WORK REQUEST:
Would you return the data below exactly as it stands, with every picture left out?
Start of DATASET RECORDS
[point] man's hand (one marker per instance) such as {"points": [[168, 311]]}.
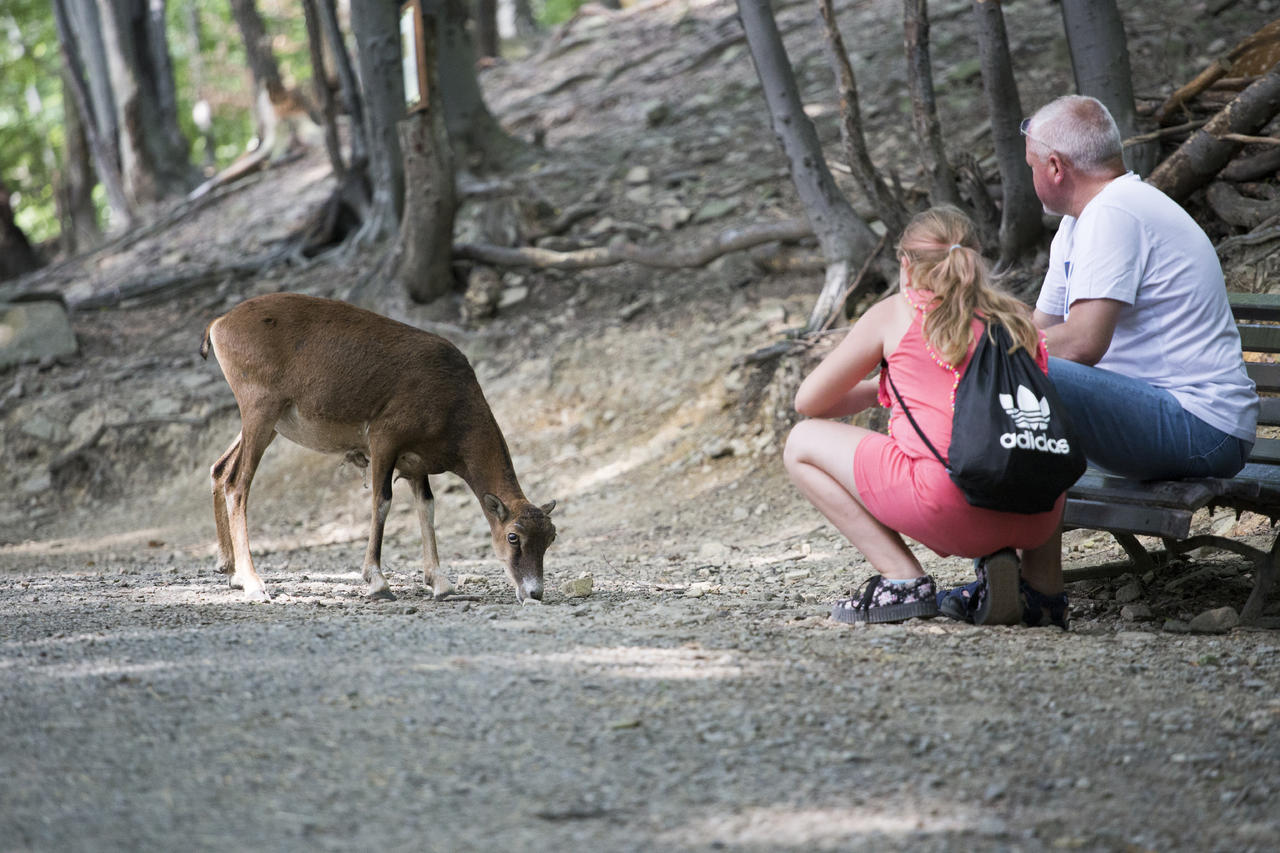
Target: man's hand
{"points": [[1086, 334]]}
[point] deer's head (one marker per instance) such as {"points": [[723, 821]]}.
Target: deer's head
{"points": [[521, 534]]}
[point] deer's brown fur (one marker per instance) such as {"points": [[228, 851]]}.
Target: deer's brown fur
{"points": [[339, 379]]}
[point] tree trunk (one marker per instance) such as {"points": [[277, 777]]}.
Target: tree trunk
{"points": [[426, 231], [844, 237], [475, 135], [17, 256], [78, 214], [487, 28], [526, 24], [425, 268], [1020, 224], [165, 86], [261, 64], [324, 95], [378, 50], [201, 109], [1210, 149], [82, 50], [85, 41], [152, 164], [1100, 59], [352, 99], [887, 205], [924, 109]]}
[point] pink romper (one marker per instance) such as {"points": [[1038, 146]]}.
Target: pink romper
{"points": [[905, 487]]}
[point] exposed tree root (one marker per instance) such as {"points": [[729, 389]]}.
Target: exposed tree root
{"points": [[659, 256]]}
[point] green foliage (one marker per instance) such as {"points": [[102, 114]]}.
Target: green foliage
{"points": [[553, 12], [32, 138], [31, 113]]}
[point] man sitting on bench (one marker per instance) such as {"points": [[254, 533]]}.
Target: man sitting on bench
{"points": [[1134, 309]]}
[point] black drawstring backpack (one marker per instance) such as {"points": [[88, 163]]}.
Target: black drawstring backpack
{"points": [[1011, 446]]}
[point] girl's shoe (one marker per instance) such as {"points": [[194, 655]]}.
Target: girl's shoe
{"points": [[887, 602], [999, 601], [1043, 611]]}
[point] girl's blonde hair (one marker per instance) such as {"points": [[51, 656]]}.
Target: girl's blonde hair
{"points": [[941, 249]]}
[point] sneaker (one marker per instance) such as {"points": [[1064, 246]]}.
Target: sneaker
{"points": [[992, 598], [1042, 611], [959, 602], [886, 602]]}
End of DATASET RECORDS
ANSWER TO THIS PROBLEM:
[point] man's hand (one marker per instance) such as {"points": [[168, 311]]}.
Target: man's hand
{"points": [[1086, 334]]}
[point] deer's head (one marker per instance) such as {"points": [[723, 821]]}.
Target: deer's head
{"points": [[521, 534]]}
[point] deer's brown fur (one marker per instance) such as {"points": [[228, 851]]}.
Target: deer's brown fur
{"points": [[339, 379]]}
[point] tree trunk (one marker per instance) such as {"points": [[277, 777]]}.
Target: tree trunk
{"points": [[426, 231], [844, 237], [475, 135], [17, 256], [78, 214], [487, 28], [526, 24], [425, 268], [1020, 224], [165, 86], [261, 64], [324, 95], [378, 50], [201, 109], [1210, 149], [82, 50], [85, 41], [152, 164], [1100, 59], [352, 99], [887, 205], [924, 109]]}
[point] pink romper (one marker per instance) such as {"points": [[1038, 146]]}.
Target: pink romper
{"points": [[905, 487]]}
[point] exposed tree root (one marker per instance) such as {"points": [[729, 389]]}.
Target: exposed tree root
{"points": [[659, 256]]}
[point] green foliage (one marker per instance) such as {"points": [[102, 114]]}.
Target: green foliage
{"points": [[553, 12], [32, 138], [31, 113]]}
[point] man sitting on bench (one marker per instance) such as {"points": [[254, 533]]}.
Target: man sitting on bench
{"points": [[1134, 309]]}
[point] black drawstring backpack (one marker per instance) such as {"points": [[88, 163]]}.
Target: black drawstring backpack
{"points": [[1011, 446]]}
[point] girl's shoe (one marker per instance) such as {"points": [[194, 655]]}.
Target: girl's shoe
{"points": [[887, 602], [999, 601], [1043, 611]]}
[point] girl's blonde hair (one marker per instance) such as {"points": [[51, 656]]}.
Target: girl's blonde hair
{"points": [[941, 249]]}
[point] sneaker (one marker per instance) such as {"points": [[1064, 246]]}.
Target: sneaker
{"points": [[992, 598], [1042, 611], [959, 602], [886, 602]]}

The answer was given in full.